**ASSIGNED TASK A**. From the PICC study summary, repeat the text between "Results: A total" and "(21%) (p <0.001).", inclusive, without changing a word.
**ASSIGNED TASK B**. Recast the paragraph of the PICC study summary that opens "Results: A total of 66" as a short bulleted list, keeping its key figures.

Top of EXCERPT PROVIDED

“Routine PICC insertion in terminally ill cancer patients was comparable in safety and efficacy and resulted in superior satisfaction compared with usual IV access” Park et al (2020).
Purpose: The purpose of this study was to investigate whether routine insertion of PICC at admission to a hospice-palliative care (HPC) unit is acceptable in terms of safety and efficacy. Furthermore, whether it results in superior patient satisfaction compared to usual IV access.
Materials and methods: Terminally ill cancer patients were randomly assigned to two arms. 1) Routine PICC access and 2) usual IV access arm. The primary endpoint was IV maintenance success rate. This is defined as the rate of functional IV maintenance until the intended time (discharge, transfer, or death).
Results: A total of 66 terminally ill cancer patients enrolled and randomized into study arms. Among them, we analysed 57 patients (routine PICC, 29; usual IV, 28). In the routine PICC arm, mean time to PICC was 0.84 (range, 0-3) days. 27 patients maintained PICC with function until the intended time. In the usual IV arm, 11 patients maintained peripheral IV access until the intended time. 15 patients underwent PICC insertion. The IV maintenance success rate in the routine PICC arm (27/29, 93.1%) was similar to that in the usual IV arm (26/28, 92.8%, p=0.958). Patient satisfaction at day 5 was better in the routine PICC arm (97%, ‘a little comfort’ or ‘much comfort’) compared with the usual IV arm (21%) (p <0.001).
Conclusion: Routine PICC insertion in terminally ill cancer patients was comparable in safety and efficacy. It resulted in superior satisfaction compared with usual IV access. Thus, routine PICC insertion could be considered at admission to the HPC unit (NCT03299868).
Park EJ, Park K, Kim JJ, Oh SB, Jung KS, Oh SY, Hong YJ, Kim JH, Jang JY, Jeon UB. Safety, Efficacy, and Patient Satisfaction with Initial Peripherally Inserted Central Catheters Compared with Usual Intravenous Access in Terminally Ill Cancer Patients: A Randomized Phase II Study. Cancer Res Treat. 2020 Dec 22. doi: 10.4143/crt.2020.1008. Epub ahead of print. PMID: 33355838.

Bottom of EXCERPT PROVIDED
Top of SUPPLIED DATA

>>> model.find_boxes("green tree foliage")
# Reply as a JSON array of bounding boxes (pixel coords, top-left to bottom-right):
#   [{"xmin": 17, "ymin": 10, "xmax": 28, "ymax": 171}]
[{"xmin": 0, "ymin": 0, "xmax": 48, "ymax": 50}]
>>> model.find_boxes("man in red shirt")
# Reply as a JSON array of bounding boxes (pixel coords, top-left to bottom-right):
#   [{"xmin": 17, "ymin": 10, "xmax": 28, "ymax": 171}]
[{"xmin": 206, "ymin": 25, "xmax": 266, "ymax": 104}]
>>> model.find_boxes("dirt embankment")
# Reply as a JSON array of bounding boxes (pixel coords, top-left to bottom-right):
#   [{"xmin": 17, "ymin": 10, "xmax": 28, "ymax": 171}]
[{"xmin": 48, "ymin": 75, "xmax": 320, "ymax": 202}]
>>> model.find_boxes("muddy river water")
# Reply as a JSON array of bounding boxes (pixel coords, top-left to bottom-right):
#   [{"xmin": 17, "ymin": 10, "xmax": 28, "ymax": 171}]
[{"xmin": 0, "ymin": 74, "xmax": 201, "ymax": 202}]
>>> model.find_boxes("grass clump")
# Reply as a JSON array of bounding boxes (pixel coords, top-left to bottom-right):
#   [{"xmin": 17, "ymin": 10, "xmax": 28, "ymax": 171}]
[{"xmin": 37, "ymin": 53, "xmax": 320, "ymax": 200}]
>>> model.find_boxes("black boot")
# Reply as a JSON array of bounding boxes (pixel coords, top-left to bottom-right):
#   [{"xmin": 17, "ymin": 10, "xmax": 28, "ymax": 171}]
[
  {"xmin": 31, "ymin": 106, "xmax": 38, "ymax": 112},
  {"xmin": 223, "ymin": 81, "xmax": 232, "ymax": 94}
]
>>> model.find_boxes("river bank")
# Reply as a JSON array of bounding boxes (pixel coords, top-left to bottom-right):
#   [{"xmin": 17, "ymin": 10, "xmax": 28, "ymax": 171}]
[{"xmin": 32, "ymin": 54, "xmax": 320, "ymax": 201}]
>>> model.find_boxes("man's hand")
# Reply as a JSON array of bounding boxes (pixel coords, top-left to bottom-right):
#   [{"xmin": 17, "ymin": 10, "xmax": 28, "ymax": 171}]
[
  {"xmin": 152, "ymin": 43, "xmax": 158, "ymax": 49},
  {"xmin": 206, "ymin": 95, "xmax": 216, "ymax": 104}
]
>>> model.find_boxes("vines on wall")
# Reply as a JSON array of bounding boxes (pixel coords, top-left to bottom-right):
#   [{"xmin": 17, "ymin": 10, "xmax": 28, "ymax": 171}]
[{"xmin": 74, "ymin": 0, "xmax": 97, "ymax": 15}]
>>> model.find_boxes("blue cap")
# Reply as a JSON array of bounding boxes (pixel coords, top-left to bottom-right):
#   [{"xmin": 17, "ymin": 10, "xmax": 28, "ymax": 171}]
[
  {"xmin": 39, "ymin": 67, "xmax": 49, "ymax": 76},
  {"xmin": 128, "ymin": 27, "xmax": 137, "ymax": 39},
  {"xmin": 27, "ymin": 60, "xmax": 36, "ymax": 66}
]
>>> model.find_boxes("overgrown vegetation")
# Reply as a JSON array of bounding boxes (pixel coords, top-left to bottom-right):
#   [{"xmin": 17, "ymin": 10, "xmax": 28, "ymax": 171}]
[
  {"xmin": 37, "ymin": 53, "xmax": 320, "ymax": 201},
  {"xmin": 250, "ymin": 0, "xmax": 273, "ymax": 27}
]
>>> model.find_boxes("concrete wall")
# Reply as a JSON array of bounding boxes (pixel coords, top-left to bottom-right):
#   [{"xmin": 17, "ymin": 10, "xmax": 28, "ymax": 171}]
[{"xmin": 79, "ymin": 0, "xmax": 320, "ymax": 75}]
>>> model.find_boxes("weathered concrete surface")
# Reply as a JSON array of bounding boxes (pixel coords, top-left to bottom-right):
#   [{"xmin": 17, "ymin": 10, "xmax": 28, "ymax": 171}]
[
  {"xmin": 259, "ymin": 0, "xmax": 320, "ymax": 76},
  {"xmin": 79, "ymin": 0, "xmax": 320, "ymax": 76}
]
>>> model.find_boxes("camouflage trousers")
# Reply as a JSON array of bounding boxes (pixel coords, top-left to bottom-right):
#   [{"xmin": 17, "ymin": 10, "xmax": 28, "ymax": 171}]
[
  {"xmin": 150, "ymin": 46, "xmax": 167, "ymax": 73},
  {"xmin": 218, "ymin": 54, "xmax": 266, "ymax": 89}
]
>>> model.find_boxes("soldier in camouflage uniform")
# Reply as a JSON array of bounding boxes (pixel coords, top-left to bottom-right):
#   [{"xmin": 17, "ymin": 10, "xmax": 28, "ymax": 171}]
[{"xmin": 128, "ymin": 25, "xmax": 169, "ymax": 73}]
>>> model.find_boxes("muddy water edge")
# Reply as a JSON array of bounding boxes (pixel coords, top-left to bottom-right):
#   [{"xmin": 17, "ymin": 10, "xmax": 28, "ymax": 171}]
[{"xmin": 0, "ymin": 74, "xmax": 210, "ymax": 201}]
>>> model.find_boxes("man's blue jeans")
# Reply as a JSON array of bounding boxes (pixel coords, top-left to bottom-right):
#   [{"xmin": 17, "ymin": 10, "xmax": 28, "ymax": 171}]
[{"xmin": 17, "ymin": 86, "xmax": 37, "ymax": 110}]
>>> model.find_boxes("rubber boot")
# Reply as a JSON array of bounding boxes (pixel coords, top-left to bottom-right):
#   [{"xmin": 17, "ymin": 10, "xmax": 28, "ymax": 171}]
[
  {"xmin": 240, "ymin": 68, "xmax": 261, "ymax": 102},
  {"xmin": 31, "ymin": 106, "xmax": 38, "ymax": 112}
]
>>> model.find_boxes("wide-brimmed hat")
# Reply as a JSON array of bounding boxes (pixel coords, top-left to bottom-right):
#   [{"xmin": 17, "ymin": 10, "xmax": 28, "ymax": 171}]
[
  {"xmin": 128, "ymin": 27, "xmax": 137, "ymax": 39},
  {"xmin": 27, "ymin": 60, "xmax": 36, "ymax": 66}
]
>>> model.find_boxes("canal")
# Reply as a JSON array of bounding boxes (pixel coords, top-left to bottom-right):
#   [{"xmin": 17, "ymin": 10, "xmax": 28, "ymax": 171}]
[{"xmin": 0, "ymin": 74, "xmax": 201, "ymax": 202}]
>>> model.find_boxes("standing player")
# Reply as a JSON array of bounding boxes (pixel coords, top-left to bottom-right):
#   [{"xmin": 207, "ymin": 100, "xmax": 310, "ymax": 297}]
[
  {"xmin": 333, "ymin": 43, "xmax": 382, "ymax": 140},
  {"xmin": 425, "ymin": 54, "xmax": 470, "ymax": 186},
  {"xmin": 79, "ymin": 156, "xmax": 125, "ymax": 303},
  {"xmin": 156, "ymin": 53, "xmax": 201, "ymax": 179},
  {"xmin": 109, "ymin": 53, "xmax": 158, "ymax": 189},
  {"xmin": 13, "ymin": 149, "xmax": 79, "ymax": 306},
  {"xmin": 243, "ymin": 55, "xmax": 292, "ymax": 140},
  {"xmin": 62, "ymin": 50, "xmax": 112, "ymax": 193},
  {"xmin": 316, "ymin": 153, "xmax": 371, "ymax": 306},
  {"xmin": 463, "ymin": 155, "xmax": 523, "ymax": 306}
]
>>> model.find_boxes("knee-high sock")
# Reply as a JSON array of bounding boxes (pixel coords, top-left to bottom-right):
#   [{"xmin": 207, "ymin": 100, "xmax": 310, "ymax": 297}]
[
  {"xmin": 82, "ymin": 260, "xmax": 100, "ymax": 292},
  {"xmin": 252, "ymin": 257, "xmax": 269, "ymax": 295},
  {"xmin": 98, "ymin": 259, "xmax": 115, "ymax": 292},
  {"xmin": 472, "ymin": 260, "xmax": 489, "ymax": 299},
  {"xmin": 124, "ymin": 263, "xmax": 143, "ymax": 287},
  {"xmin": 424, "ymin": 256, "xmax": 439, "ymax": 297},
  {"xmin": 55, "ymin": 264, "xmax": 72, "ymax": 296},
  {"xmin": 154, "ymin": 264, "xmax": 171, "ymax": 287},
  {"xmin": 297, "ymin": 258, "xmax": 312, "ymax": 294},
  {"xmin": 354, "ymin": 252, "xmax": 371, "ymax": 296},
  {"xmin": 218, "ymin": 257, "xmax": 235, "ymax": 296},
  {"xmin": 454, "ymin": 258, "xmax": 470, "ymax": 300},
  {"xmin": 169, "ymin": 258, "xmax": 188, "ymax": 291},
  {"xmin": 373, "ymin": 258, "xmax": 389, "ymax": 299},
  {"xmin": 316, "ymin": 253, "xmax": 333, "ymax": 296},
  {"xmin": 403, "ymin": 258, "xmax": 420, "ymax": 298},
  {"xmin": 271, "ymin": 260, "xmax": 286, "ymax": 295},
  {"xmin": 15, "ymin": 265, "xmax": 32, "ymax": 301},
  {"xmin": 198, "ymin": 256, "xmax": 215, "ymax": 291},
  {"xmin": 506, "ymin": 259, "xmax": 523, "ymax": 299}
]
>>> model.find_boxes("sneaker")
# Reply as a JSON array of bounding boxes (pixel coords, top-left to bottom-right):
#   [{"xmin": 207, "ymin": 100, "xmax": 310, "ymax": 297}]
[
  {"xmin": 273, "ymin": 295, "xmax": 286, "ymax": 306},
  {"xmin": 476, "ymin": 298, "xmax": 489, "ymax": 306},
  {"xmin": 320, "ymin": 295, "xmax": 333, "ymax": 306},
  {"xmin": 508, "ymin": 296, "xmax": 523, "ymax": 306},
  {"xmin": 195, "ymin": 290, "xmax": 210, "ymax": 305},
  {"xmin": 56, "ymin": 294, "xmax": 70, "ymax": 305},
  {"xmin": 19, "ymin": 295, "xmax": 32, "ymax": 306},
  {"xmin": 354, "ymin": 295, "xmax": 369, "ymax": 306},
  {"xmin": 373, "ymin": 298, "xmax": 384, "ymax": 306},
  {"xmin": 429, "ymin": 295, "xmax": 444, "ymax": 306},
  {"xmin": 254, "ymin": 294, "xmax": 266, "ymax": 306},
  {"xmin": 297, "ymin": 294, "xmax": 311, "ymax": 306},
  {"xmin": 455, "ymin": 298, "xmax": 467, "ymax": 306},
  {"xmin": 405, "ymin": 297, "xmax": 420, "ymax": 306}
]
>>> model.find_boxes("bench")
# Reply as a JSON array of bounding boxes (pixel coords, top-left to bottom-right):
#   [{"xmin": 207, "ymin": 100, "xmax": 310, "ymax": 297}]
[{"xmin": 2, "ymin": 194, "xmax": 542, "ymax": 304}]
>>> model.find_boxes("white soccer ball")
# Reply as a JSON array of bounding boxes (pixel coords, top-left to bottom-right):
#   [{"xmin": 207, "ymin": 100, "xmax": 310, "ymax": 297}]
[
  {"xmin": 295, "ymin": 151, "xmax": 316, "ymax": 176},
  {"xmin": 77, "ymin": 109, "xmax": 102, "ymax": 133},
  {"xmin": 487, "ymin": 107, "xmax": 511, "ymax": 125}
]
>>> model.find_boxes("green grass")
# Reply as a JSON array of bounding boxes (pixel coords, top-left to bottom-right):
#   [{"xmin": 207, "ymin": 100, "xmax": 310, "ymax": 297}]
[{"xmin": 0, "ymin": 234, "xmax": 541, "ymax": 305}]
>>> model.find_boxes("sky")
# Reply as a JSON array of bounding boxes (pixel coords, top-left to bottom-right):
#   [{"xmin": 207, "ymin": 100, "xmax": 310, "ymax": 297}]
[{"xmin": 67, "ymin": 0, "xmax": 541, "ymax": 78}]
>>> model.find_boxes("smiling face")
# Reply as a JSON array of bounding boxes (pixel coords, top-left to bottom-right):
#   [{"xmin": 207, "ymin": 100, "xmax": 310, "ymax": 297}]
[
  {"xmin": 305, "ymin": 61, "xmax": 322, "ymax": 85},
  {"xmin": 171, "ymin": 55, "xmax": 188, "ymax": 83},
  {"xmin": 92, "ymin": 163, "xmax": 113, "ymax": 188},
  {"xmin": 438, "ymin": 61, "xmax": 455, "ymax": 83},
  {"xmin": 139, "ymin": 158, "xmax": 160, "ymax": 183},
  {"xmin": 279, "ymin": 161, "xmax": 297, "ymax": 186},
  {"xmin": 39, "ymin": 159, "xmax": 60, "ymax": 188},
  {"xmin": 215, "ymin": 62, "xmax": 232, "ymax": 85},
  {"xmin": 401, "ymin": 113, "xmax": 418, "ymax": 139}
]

Bottom of SUPPLIED DATA

**TASK SOLUTION A**.
Results: A total of 66 terminally ill cancer patients enrolled and randomized into study arms. Among them, we analysed 57 patients (routine PICC, 29; usual IV, 28). In the routine PICC arm, mean time to PICC was 0.84 (range, 0-3) days. 27 patients maintained PICC with function until the intended time. In the usual IV arm, 11 patients maintained peripheral IV access until the intended time. 15 patients underwent PICC insertion. The IV maintenance success rate in the routine PICC arm (27/29, 93.1%) was similar to that in the usual IV arm (26/28, 92.8%, p=0.958). Patient satisfaction at day 5 was better in the routine PICC arm (97%, ‘a little comfort’ or ‘much comfort’) compared with the usual IV arm (21%) (p <0.001).

**TASK SOLUTION B**.
- 66 terminally ill cancer patients were enrolled and randomized, and 57 were analyzed (routine PICC, 29; usual IV, 28).
- Routine PICC arm: mean time to PICC was 0.84 days (range, 0-3), and 27 patients kept a functioning PICC until the intended time.
- Usual IV arm: 11 patients kept peripheral IV access until the intended time, and 15 underwent PICC insertion.
- IV maintenance success rate was similar in the two arms: 93.1% (27/29) for routine PICC and 92.8% (26/28) for usual IV (p=0.958).
- Patient satisfaction at day 5 ("a little comfort" or "much comfort") was better with routine PICC: 97% versus 21% (p <0.001).